Bounding box annotation lines

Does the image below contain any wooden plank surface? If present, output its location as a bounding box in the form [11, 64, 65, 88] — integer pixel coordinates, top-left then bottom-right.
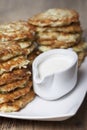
[0, 0, 87, 130]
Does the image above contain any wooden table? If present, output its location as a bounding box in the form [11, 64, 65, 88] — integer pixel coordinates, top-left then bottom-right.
[0, 0, 87, 130]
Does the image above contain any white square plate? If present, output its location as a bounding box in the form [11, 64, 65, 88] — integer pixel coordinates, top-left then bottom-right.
[0, 58, 87, 121]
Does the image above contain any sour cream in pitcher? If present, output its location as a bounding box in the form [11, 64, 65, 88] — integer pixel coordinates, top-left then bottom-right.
[38, 54, 72, 78]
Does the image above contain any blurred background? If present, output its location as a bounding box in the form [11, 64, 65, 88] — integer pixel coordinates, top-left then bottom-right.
[0, 0, 87, 29]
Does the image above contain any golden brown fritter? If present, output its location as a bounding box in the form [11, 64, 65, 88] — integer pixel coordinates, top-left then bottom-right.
[0, 42, 36, 62]
[36, 23, 82, 33]
[0, 21, 34, 42]
[29, 8, 79, 27]
[0, 82, 32, 104]
[0, 75, 30, 93]
[0, 68, 31, 85]
[0, 56, 29, 75]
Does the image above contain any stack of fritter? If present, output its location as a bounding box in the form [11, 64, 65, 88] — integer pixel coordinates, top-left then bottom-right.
[0, 21, 36, 112]
[28, 9, 87, 66]
[29, 9, 82, 52]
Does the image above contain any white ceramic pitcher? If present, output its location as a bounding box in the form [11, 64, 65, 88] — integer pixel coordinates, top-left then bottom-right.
[33, 49, 78, 100]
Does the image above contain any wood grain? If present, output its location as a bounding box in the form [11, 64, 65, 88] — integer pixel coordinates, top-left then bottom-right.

Stated goal: Convert the lines above into a JSON list of strings with one string per line, skipping blank lines. Omit the picture from the list.

Correct result:
[
  "Does the image below contain any wooden plank surface? If present, output its location as a bounding box in the form [11, 64, 65, 88] — integer pixel coordinates, top-left then bottom-right.",
  "[0, 0, 87, 130]",
  "Does the image above contain any wooden table? If present, output its location as a bounding box in the form [11, 64, 65, 88] — integer pixel coordinates, top-left then bottom-right.",
  "[0, 0, 87, 130]",
  "Does the image above contain any white square plate? If present, output its location as a bounding box in the form [11, 64, 65, 88] — integer pixel coordinates, top-left then bottom-right.",
  "[0, 58, 87, 121]",
  "Does the image above contain any sour cream in pitcher? If present, output its location as a bounding box in the form [11, 64, 65, 88] — integer pixel coordinates, top-left then bottom-right.",
  "[38, 54, 72, 78]",
  "Does the image above contain any blurred background? If present, output its location as a bounding box in the form [11, 64, 65, 88] — integer pixel coordinates, top-left then bottom-right.",
  "[0, 0, 87, 29]",
  "Does the image above contain any golden brown fritter? If present, output its location as a bounding box in the form [11, 64, 65, 88] — integer pixel coordinates, top-left then bottom-right.",
  "[0, 42, 36, 62]",
  "[36, 23, 82, 33]",
  "[0, 21, 34, 42]",
  "[29, 8, 79, 27]",
  "[0, 82, 32, 104]",
  "[0, 75, 30, 93]",
  "[0, 68, 31, 85]",
  "[0, 56, 29, 75]",
  "Does the image above contain any stack of fritter? If present, output its location as a bounding box in the form [11, 64, 65, 88] — integer pixel coordinates, top-left then bottom-right.",
  "[0, 21, 36, 112]",
  "[28, 9, 87, 66]",
  "[29, 9, 82, 52]",
  "Does the image above contain any white ceramic pitcher? If present, output its location as a bounding box in the form [11, 64, 65, 88] — integer pixel coordinates, top-left then bottom-right.",
  "[33, 49, 78, 100]",
  "Does the image above contain any wood grain? If present, output its location as a bounding box in the form [11, 64, 65, 88] — integer pixel coordinates, top-left then bottom-right."
]